It’s a far cry from the Big Red Machine. And it’s as close as Pete should ever get to returning to baseball.

The “independent” in “independent Atlantic League” is important, because Petey has been banned for 25 years from all of Major League Baseball and all of its affiliate minor league teams. Among other things, this means that the man who had more base hits than any other player in the history of the game – the man who beat Ty Cobb’s unbeatable record of 4,191 and didn’t stop until he’d recorded 4,256, the man who was a thorn in every pitcher’s side and was the face of Cincinnati in the ’70s – is ineligible to to be elected to the Baseball Hall of Fame.

Good. That’s how it should be. Rose, one of the greatest ever to lace up a pair of cleats, should never be allowed back in the game.

Rose is 73 now, and he’s always had a groundswell of support from fans who say the hit king belongs in the Hall.

On a side note, I’d be willing to bet that a majority of those same fans have no problem with excluding the home run king, Barry Bonds. Let’s just say the reasons are as clear as black and white.

[Labeled area outline entries]
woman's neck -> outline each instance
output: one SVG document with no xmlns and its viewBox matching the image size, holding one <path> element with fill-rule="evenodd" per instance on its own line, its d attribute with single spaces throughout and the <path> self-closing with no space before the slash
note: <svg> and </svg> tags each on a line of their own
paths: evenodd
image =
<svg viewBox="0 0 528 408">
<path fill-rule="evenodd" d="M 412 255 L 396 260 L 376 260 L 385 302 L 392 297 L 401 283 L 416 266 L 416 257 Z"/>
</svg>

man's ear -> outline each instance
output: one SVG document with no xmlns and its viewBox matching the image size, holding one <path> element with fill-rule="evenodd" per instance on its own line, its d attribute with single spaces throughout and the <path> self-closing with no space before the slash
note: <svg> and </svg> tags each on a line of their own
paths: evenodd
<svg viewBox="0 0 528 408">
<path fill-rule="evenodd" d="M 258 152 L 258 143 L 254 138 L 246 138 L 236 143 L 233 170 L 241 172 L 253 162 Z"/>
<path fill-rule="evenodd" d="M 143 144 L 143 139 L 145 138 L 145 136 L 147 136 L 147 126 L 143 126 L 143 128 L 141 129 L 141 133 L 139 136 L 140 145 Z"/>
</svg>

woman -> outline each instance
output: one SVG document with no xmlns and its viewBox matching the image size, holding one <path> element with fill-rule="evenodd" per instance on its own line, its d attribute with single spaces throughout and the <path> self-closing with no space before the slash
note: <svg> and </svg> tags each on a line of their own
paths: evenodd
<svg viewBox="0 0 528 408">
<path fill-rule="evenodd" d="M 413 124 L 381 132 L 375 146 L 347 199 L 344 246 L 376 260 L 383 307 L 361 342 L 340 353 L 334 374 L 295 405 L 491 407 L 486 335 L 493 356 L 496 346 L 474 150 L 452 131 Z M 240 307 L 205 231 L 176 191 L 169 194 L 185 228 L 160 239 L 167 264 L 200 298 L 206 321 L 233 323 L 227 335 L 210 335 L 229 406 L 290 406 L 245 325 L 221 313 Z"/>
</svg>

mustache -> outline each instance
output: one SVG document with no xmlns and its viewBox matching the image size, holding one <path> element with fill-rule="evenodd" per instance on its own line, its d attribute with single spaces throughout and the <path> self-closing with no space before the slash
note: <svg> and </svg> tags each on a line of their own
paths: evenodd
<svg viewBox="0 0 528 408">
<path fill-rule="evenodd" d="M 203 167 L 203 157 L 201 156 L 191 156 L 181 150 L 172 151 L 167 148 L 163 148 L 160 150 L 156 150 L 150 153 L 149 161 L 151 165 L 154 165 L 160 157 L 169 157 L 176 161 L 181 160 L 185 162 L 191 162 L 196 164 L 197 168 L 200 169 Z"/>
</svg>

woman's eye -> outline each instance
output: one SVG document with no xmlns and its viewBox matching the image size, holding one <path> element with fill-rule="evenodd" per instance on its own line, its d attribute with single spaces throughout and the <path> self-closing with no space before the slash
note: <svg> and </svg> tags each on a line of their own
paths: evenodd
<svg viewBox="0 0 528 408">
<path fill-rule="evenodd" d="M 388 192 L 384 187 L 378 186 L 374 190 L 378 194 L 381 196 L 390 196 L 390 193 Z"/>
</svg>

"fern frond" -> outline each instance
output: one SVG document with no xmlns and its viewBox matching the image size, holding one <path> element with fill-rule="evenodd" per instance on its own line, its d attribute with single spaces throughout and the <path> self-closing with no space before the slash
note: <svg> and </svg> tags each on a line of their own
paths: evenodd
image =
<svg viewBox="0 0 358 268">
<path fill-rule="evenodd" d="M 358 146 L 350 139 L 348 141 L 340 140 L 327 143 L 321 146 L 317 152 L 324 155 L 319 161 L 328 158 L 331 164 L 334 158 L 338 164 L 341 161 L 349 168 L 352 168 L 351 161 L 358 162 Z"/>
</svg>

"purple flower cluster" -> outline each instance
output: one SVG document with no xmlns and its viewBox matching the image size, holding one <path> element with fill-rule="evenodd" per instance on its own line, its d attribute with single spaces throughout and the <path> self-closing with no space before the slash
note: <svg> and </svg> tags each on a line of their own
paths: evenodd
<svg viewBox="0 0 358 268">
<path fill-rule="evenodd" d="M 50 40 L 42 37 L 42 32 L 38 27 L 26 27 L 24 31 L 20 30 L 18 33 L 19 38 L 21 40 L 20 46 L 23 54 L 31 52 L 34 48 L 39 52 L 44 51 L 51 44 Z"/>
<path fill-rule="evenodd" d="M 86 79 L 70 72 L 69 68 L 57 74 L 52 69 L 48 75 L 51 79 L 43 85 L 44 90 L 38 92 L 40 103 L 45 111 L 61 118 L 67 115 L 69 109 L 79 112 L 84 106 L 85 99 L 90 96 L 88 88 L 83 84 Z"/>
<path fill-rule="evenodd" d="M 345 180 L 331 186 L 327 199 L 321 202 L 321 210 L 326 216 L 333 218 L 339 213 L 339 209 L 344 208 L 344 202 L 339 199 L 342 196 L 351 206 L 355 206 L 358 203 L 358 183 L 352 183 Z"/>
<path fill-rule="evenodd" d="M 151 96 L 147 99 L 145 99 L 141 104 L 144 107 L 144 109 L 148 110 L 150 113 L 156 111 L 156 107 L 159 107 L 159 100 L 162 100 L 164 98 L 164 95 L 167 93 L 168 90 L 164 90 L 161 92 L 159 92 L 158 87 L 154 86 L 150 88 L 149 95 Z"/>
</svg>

* Jobs *
1) Answer these questions from the piece about Pete Rose:
(a) For how many years has Rose been banned from Major League Baseball?
(b) What was Ty Cobb's hit record, and at what total did Rose stop?
(c) How old is Rose now?
2) Decide whether each statement agrees with the piece about Pete Rose. Give yes or no, and quote the deciding words.
(a) The writer thinks Rose should be let back into the game.
(b) Rose's ban extends to the minor league teams affiliated with Major League Baseball.
(c) Rose was the face of Cincinnati in the '80s.
3) Carry on the piece about Pete Rose past its final sentence.

* Responses to the tasks *
1)
(a) 25 years.
(b) Cobb's record was 4,191, and Rose stopped at 4,256.
(c) 73.

2)
(a) No: "should never be allowed back in the game."
(b) Yes: "banned for 25 years from all of Major League Baseball and all of its affiliate minor league teams"
(c) No: "was the face of Cincinnati in the ’70s"

3)
But this isn’t about Barry, who also doesn’t belong. This is about Pete. And the reason Petey isn’t in the Hall is that he took himself out of it.

In 1989, after denying for months that he had never, ever, bet on a baseball game, Rose accepted a lifetime ban from the game — without admitting guilt — for, um . . . betting on baseball.

Now, before the baseball writers can elect or reject him for a plaque in Cooperstown, the commissioner of baseball must lift the ineligibility Pete accepted.

Let’s hope no commissioner is ever so forgiving.

It took years for Rose, in a desperate attempt to get reinstated, to admit that yes, in fact, he did bet on baseball games. What’s more, he admitted, he bet on his Reds … while he was the team’s manager.

Rose and his defenders argue that he never bet against the Reds. He only bet on his team to win. What’s wrong with that?

There’s a lot wrong with that.

Baseball, as we all know, is a marathon, not a sprint. There are 162 games, and even the really good teams lose 62 of them. Sometimes you have to be willing to lose because you have your eyes on the finish line.

Unless, of course, your eyes are clouded by a bet.

Did Petey ever keep a pitcher in the game longer than he should have, risking injury to the player, because he had money on the outcome?

Did he ever put a player who desperately needed a day of rest into the lineup because winning a bet was more important?

Even if the answer is no, he could have. A manager has to have his team – not his bet – foremost in his mind. And the bet opens the question of whether Petey did.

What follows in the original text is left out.